Retype all of the data below line for line, with no changes of any kind.

___ GIVEN INFORMATION ___

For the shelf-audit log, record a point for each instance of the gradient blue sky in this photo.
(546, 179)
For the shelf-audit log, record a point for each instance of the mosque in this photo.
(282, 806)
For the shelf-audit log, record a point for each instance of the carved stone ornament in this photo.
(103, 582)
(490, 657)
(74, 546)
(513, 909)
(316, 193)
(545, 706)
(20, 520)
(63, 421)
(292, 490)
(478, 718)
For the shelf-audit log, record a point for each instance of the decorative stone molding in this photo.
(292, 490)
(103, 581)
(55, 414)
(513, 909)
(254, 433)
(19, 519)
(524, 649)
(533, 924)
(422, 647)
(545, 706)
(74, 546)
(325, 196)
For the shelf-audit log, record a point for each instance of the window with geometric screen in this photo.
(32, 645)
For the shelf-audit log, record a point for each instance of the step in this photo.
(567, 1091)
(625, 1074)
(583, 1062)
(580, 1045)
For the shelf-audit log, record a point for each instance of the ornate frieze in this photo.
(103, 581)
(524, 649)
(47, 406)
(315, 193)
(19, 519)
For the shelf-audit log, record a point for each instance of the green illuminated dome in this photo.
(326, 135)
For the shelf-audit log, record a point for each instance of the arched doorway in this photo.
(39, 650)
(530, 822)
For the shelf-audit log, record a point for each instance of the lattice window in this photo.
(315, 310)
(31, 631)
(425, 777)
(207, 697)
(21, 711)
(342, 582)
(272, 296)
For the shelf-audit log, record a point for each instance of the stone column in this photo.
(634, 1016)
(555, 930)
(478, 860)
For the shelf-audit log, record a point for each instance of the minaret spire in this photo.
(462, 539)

___

ANSWER IN FULL
For the shelf-audit log, record a point for each instance of the gradient blue sky in this photo.
(546, 179)
For the shelf-audit log, record a point for each instance of the mosque in this photo.
(282, 806)
For the shelf-audit log, record a point for each instance of the carved stone ornament in this photo.
(103, 582)
(490, 657)
(74, 546)
(513, 909)
(316, 193)
(545, 706)
(20, 520)
(63, 421)
(292, 490)
(478, 718)
For the shelf-audit log, record a point for each instance of the decorative stone molding in this photo.
(292, 490)
(103, 581)
(55, 414)
(513, 909)
(254, 433)
(19, 519)
(524, 649)
(533, 924)
(422, 647)
(545, 706)
(74, 546)
(325, 196)
For the shelf-audit log, record a point for each instance of the window with geometric screen in this photo.
(32, 645)
For the shelf-audit log, record a point for each instance of the step in this photo.
(567, 1091)
(625, 1074)
(583, 1062)
(580, 1045)
For the shelf-audit log, record a point for each instance of the ornate frieze in this photo.
(103, 581)
(524, 649)
(47, 406)
(315, 193)
(19, 519)
For the shelf-audit log, record a point for each instance of the green illuminated dome in this photo.
(326, 135)
For the shelf-audit log, record a point for each instance of the arched doorway in this photo.
(39, 650)
(530, 822)
For the shelf-audit log, record a point for each instance of the lattice window in this photo.
(315, 310)
(31, 631)
(425, 777)
(207, 697)
(21, 711)
(342, 582)
(272, 296)
For the shelf-audit log, record a point for each instance of the stone column in this photo.
(634, 1016)
(555, 930)
(478, 860)
For the shelf-audit log, record a point for each instance of the minaret spire in this photo.
(462, 539)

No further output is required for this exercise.